_Exercise goal_
The complete data, repeated exactly, should form your response.

(Dataset entries)
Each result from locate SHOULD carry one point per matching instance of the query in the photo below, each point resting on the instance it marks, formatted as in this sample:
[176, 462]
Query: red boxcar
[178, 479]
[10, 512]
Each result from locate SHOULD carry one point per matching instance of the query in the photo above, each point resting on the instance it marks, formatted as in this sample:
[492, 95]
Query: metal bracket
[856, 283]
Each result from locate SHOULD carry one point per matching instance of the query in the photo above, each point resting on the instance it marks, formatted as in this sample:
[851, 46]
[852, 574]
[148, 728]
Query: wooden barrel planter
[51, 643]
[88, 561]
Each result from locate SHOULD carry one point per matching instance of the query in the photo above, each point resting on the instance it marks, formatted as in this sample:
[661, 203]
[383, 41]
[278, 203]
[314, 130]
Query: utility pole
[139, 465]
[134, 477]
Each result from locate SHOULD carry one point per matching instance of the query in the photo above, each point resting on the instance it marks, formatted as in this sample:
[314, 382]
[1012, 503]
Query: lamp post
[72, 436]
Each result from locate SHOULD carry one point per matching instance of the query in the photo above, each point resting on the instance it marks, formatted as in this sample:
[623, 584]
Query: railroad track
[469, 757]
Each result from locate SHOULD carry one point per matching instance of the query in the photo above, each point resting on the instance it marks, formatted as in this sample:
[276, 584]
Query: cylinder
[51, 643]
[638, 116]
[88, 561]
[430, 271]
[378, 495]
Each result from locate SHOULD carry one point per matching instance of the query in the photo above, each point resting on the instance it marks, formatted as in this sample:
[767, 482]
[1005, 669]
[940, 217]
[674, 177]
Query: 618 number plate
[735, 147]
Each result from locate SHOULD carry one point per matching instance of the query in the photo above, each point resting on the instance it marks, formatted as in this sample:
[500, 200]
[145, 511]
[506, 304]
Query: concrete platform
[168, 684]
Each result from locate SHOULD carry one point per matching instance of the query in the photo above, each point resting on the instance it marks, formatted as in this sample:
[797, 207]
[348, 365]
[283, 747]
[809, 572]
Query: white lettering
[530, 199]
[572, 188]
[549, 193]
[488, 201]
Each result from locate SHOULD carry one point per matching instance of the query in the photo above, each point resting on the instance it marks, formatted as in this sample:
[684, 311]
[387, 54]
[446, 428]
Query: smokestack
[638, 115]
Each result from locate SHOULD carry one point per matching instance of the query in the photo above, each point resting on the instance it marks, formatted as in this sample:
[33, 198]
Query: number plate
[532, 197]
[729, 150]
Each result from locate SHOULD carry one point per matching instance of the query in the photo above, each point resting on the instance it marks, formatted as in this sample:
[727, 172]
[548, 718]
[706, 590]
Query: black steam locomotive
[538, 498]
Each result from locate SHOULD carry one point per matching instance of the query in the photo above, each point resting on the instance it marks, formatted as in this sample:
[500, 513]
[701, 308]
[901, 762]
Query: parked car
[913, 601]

_Response area_
Each result from locate SHOULD carry one point per matching instance of the query in the photo below, each point resting on the instance it marks, formatted as in this sample:
[176, 462]
Query: red boxcar
[178, 479]
[10, 512]
Each result from locate SHOULD carry one point per matching instance of the query in the photo above, each point resting on the instance it marks, formatted as in this sample:
[492, 95]
Query: metal bracket
[856, 283]
Each result from locate SHOULD carry one point per matching instance of the query in the photo above, each point resting on the instance it marks, formatted as in this sample:
[851, 46]
[852, 574]
[148, 728]
Query: wooden barrel planter
[51, 643]
[88, 561]
Each result from locate SHOULD carry one point per matching instance of the query in the photo above, each point resting on the instance it marks, formatted as in this sample:
[661, 203]
[383, 41]
[278, 203]
[314, 130]
Query: utility pole
[139, 465]
[134, 477]
Each result from locate SHOULD carry one point per matching instance of the query in the photo above, each point resting on the instance it marks, formatted as in this sample:
[314, 382]
[1012, 503]
Query: lamp post
[72, 436]
Each result from locate SHOULD carry one point per matching instance of the query in the photo above, each point resting on the instance it marks, formatted as in this sample:
[623, 584]
Query: railroad track
[469, 757]
Each result from locate SHOULD carry one point per matching instance of the query in the photo above, each point resting on the instance it marks, formatted as in this sample:
[276, 584]
Query: cylinder
[51, 643]
[638, 116]
[88, 561]
[430, 271]
[378, 495]
Each result from locate SHOULD carry one point per matching instance of the query in the photo above, each point resting on the instance it marks, formatted as in this sample:
[767, 482]
[1005, 669]
[940, 217]
[674, 177]
Query: 618 number plate
[735, 147]
Each result from locate SHOULD carry one point per matching instance of the query in the photo above, each point resting on the instance it marks, formatted as in this sample:
[500, 200]
[145, 511]
[506, 304]
Query: concrete platform
[168, 684]
Each result from locate SHOULD carry one point per matching instance of the query in the photo above, each point resting on the instance it marks, formatted as in this sample:
[797, 207]
[348, 365]
[283, 747]
[809, 572]
Query: white lettering
[530, 199]
[572, 188]
[549, 193]
[488, 201]
Each result from locate SHOULD carry one point per matching instance of the query in the photo above, each point resting on the instance it marks, formatted as in this sample:
[684, 311]
[387, 54]
[446, 428]
Query: smokestack
[638, 115]
Each result from locate SHOULD carry one point per matching instance of the query in the photo above, each point resting on the instance it marks, formatted as in this sample:
[33, 198]
Query: number plate
[532, 197]
[729, 150]
Each result from locate SHOULD carry one point per matching instance of the query in the photo above, each point resting on the instance it marks, formatted as in this sample:
[727, 172]
[548, 718]
[706, 590]
Query: black steam locomotive
[538, 498]
Each result from locate SHOULD carry one point per matching instance of the query in the photo above, each point resting on the instance it marks, formatted as in this sample:
[500, 513]
[701, 308]
[901, 762]
Query: parked car
[913, 601]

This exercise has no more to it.